_Datenzeilen_.
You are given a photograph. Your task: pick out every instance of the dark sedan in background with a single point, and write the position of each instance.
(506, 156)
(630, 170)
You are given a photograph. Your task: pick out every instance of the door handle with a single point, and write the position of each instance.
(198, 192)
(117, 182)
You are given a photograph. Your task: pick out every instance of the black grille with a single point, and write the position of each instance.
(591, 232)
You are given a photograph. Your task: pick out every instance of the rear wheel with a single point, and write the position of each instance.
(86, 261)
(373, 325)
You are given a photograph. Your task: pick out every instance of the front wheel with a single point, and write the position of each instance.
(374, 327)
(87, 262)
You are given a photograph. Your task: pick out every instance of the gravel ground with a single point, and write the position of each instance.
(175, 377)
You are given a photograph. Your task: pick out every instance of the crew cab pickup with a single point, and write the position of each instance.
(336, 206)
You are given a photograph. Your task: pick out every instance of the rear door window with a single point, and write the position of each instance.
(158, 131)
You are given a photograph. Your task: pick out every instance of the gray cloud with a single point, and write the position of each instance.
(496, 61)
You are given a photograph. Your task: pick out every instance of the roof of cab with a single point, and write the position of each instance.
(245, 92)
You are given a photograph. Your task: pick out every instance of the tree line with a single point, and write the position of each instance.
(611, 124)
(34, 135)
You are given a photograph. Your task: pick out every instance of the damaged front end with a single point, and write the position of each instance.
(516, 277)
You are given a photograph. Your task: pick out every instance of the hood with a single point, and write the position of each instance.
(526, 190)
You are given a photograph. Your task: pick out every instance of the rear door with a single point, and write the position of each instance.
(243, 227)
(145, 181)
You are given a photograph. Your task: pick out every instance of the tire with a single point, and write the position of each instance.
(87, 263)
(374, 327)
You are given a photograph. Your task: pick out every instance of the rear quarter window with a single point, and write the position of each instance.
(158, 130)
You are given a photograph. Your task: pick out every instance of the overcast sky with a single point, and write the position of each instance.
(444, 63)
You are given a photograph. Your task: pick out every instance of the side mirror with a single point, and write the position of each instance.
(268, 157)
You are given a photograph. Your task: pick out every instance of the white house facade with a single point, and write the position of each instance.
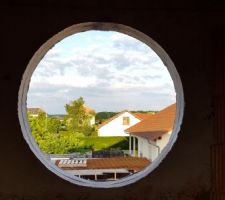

_Zur Aufgabe_. Trage alle Zeilen der Datensätze oben zusammen, in denen das Wort „wheel“ vorkommt. Dabei zählt die Groß- und Kleinschreibung.

_Bearbeitete Aufgabe_.
You are given a photograph. Your task: pick out every instance of the rear wheel with a single point, and write the position of each instance.
You are given a photograph. Your task: pick out every instance of the front wheel with a single point, and write the position of each instance.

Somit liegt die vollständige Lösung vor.